### Text block
Y = sin pi * x Arc Length/Surface Revolution

[kevtimc]

Homework Statement

y = sin $$\pi$$x Using arc length and surface revoultion on x-axis 0 <= x <= 1

The Attempt at a Solution

d/dx sin $$\pi$$x = $$\pi$$ cos $$\pi$$x
($$\pi$$ cos$$\pi$$x)^2 = $$\pi$$^2 cos^2$$\pi$$x

$$\int sin pi * x * 2 * pi * \sqrt{1 + pi^2 * cos^2 (pi*x)}$$
u = pi cos (pi * x)
du = -pi^2 * sin (pi * x) dx

-1/2pi$$\int \sqrt{1 + u^2}$$
u = tan $$\alpha$$
du = sec^2 $$\alpha$$

We get the integral of sec^3,

This doesn't seem to be right, and if it is, the limits of integration don't work out . . .

 

[tiny-tim]

Welcome to PF!

Welcome to PF!

(have a pi: π )

(and in tex, it's \pi)

y = sin $$\pi$$x Using arc length and surface revoultion on x-axis 0 <= x <= 1

… what is the actual question?

 

[kevtimc]

Sorry, I'm just getting used to all the quirks of latex.

The question is to find the length using surface area revoultion forumla of y = sin (pi * x) (rotated about the x-axis) from 0 - 1.

$$\int2\pi*sin(\pi*x) * \sqrt{1 + (sin(\pi*x)')^2}$$

I think sec^3 is actually correct. You have to reverse substitute using reverse trigonometric identites. $$u = tan \theta , sec \theta = \sqrt{1 + u^2}$$

### Extracted records
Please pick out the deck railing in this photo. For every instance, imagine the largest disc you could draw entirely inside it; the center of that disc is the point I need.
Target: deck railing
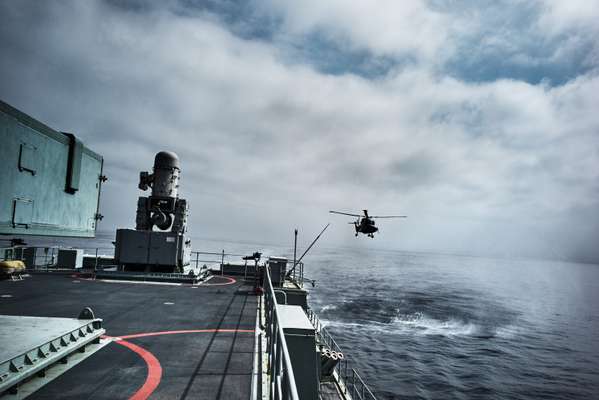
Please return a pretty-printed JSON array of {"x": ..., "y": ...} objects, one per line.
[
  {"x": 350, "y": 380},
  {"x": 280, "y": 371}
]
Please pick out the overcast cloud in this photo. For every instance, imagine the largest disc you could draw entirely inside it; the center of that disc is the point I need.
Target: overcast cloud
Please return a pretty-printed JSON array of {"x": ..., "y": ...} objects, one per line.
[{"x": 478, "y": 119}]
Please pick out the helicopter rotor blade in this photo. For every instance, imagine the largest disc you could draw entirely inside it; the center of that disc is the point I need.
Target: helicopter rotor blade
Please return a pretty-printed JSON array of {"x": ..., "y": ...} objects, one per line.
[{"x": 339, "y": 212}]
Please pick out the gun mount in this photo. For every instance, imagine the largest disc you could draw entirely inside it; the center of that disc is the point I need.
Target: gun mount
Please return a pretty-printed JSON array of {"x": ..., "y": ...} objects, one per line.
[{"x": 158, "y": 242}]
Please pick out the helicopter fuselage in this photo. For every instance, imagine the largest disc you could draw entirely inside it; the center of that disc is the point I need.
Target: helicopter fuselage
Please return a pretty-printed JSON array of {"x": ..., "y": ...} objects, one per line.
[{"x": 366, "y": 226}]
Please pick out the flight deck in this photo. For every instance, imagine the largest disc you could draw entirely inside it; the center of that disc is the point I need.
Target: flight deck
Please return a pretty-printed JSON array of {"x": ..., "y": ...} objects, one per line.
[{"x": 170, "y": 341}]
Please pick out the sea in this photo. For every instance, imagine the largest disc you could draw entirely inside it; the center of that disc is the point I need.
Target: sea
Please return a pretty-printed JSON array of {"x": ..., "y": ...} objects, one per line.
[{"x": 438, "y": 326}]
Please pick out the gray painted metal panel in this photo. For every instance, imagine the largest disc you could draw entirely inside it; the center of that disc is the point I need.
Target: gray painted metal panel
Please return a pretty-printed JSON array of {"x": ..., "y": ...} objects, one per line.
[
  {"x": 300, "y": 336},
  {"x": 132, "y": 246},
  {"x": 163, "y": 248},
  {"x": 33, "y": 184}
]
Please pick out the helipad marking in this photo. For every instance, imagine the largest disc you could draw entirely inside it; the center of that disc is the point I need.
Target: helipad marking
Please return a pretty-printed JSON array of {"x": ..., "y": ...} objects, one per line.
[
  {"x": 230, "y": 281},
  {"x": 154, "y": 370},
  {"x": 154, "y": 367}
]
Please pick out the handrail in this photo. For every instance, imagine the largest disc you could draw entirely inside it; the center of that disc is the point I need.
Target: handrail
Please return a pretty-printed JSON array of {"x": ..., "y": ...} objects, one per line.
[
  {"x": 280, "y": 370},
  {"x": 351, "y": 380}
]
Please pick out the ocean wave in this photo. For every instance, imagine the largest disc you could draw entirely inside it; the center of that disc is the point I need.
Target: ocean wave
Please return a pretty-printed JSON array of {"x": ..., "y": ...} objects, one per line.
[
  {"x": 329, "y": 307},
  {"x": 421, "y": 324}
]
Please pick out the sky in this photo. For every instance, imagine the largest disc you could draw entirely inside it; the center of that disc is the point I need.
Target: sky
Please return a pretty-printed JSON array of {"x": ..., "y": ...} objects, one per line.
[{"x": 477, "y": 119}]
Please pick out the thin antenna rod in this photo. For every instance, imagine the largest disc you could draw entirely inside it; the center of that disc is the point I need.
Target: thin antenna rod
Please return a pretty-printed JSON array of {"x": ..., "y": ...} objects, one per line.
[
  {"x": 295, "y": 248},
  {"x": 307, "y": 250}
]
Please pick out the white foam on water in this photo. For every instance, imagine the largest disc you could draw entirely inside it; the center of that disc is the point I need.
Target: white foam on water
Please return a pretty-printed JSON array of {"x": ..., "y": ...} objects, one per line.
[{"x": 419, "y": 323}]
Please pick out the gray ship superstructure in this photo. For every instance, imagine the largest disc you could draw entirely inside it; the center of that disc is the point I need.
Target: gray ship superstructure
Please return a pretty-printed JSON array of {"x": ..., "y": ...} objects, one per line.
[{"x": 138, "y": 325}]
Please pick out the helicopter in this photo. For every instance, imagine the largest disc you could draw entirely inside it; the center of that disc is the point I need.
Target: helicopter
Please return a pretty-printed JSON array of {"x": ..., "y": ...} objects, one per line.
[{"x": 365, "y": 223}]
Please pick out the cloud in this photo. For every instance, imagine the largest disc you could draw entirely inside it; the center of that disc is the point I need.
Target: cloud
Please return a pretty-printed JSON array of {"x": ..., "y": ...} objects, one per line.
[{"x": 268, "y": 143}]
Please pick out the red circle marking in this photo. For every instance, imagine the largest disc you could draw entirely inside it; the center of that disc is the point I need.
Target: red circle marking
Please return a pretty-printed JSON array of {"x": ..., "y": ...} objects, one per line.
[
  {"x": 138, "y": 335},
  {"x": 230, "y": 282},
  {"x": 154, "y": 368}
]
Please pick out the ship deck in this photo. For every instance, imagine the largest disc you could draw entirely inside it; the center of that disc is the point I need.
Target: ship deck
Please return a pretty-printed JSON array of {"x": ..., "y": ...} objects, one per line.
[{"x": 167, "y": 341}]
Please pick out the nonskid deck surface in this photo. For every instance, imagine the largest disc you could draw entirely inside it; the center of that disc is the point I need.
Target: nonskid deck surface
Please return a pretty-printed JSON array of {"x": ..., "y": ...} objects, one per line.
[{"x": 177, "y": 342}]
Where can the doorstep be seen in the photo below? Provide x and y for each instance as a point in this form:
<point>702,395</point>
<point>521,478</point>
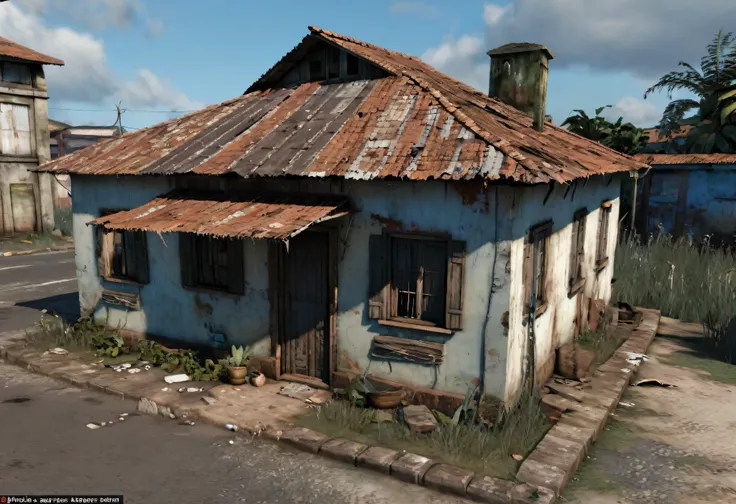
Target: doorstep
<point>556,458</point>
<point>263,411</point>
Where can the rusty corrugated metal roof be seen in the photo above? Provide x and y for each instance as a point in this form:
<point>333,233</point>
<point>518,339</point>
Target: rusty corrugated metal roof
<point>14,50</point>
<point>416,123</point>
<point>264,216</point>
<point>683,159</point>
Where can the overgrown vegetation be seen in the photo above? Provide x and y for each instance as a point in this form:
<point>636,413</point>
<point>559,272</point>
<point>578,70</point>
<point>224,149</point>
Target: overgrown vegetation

### Given task 1
In the surface-of-revolution thread, rewrite the paragraph beginning "I think sec^3 is actually correct" as a short bulleted list that keeps its main facts.
### Given task 2
According to the surface-of-revolution thread, why does the integral of √(1 + u²) become an integral of sec^3? Answer in one to three sentences.

### Final result 1
- The poster now believes the integral of sec^3 is correct.
- The solution requires substituting back with inverse trigonometric identities.
- The identities used are u = tan θ and sec θ = √(1 + u²).

### Final result 2
The substitution u = tan α gives du = sec² α. Because √(1 + u²) equals sec α under this substitution, the integrand becomes sec α multiplied by sec² α, which is sec^3.